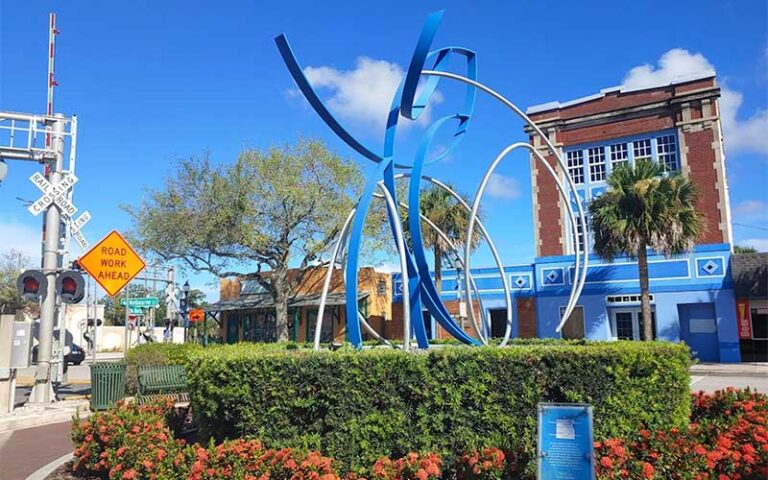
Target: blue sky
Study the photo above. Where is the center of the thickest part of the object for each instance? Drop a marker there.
(153, 81)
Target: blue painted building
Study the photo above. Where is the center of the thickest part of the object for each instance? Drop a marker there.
(676, 125)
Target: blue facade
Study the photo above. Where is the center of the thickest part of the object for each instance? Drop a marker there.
(693, 299)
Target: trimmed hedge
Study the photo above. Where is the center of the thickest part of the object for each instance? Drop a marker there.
(359, 406)
(155, 354)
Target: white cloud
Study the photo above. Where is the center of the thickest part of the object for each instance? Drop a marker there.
(501, 186)
(23, 238)
(363, 96)
(388, 268)
(759, 244)
(747, 135)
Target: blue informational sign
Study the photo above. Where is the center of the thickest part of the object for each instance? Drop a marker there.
(565, 446)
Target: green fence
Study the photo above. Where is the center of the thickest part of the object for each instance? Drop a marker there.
(107, 384)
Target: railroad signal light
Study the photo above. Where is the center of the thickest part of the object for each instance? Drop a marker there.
(32, 285)
(70, 286)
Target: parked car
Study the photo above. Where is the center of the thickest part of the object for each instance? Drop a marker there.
(75, 356)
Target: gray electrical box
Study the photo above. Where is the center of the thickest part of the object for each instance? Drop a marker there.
(21, 344)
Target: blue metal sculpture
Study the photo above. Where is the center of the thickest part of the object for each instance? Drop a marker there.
(409, 102)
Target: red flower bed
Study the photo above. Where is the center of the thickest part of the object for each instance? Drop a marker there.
(726, 439)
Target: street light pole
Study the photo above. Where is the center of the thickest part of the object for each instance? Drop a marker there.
(185, 310)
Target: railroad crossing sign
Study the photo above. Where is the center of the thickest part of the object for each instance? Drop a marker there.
(76, 225)
(112, 263)
(56, 194)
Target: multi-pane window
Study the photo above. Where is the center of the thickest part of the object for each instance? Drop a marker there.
(575, 160)
(596, 164)
(643, 149)
(666, 150)
(619, 155)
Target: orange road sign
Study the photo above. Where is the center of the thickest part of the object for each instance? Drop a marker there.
(112, 263)
(196, 315)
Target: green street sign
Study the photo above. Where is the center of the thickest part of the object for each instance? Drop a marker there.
(144, 302)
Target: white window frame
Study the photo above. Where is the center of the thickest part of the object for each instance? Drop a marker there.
(575, 163)
(644, 146)
(619, 153)
(597, 168)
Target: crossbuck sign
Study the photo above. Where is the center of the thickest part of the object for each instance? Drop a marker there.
(57, 194)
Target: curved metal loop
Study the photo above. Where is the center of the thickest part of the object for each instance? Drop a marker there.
(579, 284)
(481, 189)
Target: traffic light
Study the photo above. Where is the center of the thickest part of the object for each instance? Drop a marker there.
(32, 285)
(70, 286)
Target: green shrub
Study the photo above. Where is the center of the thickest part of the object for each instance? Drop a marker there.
(359, 406)
(155, 354)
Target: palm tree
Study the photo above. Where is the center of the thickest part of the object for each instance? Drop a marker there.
(448, 215)
(644, 208)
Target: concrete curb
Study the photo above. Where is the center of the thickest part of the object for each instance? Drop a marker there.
(735, 371)
(44, 417)
(43, 472)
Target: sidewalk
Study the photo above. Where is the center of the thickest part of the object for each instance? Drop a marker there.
(731, 369)
(22, 452)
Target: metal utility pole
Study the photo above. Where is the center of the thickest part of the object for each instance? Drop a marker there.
(42, 391)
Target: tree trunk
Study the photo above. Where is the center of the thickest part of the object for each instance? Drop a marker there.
(645, 298)
(438, 268)
(281, 305)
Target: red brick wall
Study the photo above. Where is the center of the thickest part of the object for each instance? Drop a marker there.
(700, 154)
(548, 205)
(624, 128)
(701, 161)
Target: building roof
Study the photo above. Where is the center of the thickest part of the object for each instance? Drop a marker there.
(250, 302)
(618, 89)
(750, 275)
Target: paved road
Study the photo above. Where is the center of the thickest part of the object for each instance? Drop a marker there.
(22, 452)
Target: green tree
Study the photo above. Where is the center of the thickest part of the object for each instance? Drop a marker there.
(255, 218)
(643, 208)
(443, 210)
(12, 263)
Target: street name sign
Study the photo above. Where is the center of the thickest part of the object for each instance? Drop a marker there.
(112, 263)
(56, 194)
(145, 302)
(565, 446)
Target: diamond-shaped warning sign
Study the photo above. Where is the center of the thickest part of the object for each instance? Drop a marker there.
(112, 263)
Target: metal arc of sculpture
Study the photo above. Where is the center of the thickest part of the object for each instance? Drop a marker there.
(426, 68)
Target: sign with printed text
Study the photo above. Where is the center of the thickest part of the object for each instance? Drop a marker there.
(196, 315)
(565, 445)
(144, 302)
(56, 194)
(112, 263)
(743, 319)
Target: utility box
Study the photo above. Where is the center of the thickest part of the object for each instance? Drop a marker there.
(21, 344)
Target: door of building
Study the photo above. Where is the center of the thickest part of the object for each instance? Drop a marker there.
(627, 323)
(498, 322)
(233, 328)
(574, 326)
(698, 328)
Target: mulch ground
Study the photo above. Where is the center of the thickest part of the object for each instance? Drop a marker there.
(64, 472)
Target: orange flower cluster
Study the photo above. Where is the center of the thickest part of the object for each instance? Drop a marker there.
(727, 439)
(413, 466)
(486, 464)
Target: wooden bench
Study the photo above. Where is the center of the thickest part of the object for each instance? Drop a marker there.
(162, 381)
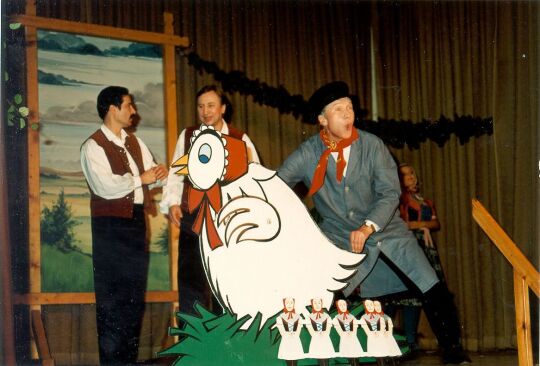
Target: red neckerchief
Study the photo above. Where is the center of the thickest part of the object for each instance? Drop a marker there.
(370, 314)
(205, 199)
(332, 146)
(290, 314)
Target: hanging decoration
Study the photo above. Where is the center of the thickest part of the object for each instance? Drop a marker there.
(396, 133)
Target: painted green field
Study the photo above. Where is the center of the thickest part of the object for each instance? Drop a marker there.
(72, 272)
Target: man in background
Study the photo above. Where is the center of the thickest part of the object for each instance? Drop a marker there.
(192, 282)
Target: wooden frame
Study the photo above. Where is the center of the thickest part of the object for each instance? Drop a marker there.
(525, 277)
(168, 41)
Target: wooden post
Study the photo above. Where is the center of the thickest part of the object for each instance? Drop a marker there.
(40, 336)
(34, 204)
(523, 320)
(525, 277)
(169, 76)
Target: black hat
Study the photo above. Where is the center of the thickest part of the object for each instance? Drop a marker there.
(323, 96)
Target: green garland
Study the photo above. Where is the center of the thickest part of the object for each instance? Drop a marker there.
(396, 133)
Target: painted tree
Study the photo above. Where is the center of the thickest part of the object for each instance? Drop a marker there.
(162, 240)
(57, 225)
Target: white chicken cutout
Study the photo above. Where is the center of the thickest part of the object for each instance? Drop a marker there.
(257, 239)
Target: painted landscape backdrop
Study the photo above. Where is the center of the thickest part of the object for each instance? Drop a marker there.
(72, 70)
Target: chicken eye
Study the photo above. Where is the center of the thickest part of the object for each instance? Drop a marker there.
(205, 153)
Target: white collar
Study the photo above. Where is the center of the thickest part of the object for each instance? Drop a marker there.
(112, 137)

- Written request -
Reproduce every line in the stretch from the line containing "Target: white collar" through the end of the listing, requests included, and scale the coordinates in the answers by 2.2, rounding each to a whole number with halves rounded up.

- Exercise output -
Target: white collar
Study the photo above. Where is the center of the thickest part of the object for each instance? Drop a marker there.
(246, 301)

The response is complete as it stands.